# [The task]
In your copy of the listing below, reproduce each word exactly and include no pictures.

** Opening Extracted records block **

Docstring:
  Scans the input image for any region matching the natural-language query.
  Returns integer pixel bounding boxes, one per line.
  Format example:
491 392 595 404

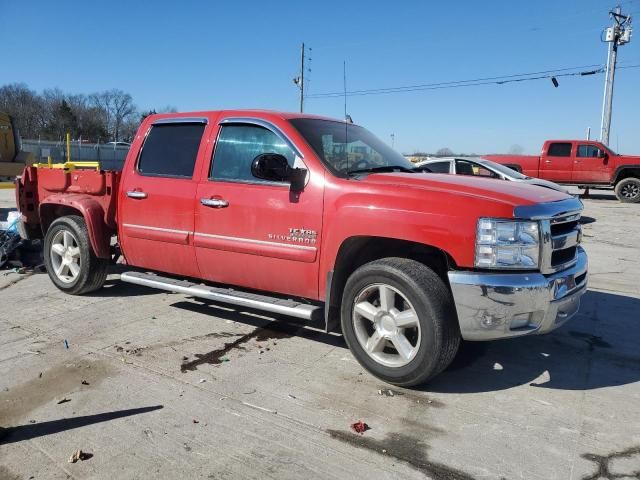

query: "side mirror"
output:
598 150 608 159
251 153 307 191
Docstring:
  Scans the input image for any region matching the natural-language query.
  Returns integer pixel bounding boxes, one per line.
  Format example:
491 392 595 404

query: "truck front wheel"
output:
340 258 460 386
43 215 108 295
615 177 640 203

** Closing Extracted records block **

# [Exercise output]
Docstring:
  Scans the input image for any region matching the natural-language query.
  Returns integer pixel bounding boxes, one per line.
  Format example:
491 392 595 404


query: "side mirror"
output:
598 150 608 159
251 153 307 191
Docstring:
  Scans the input image for any region matching the natural-language query.
  Returns integer pixel bounding boxes, one per line.
  Format example:
491 392 595 404

query: "truck front wheel"
output:
340 258 460 386
43 215 108 295
615 177 640 203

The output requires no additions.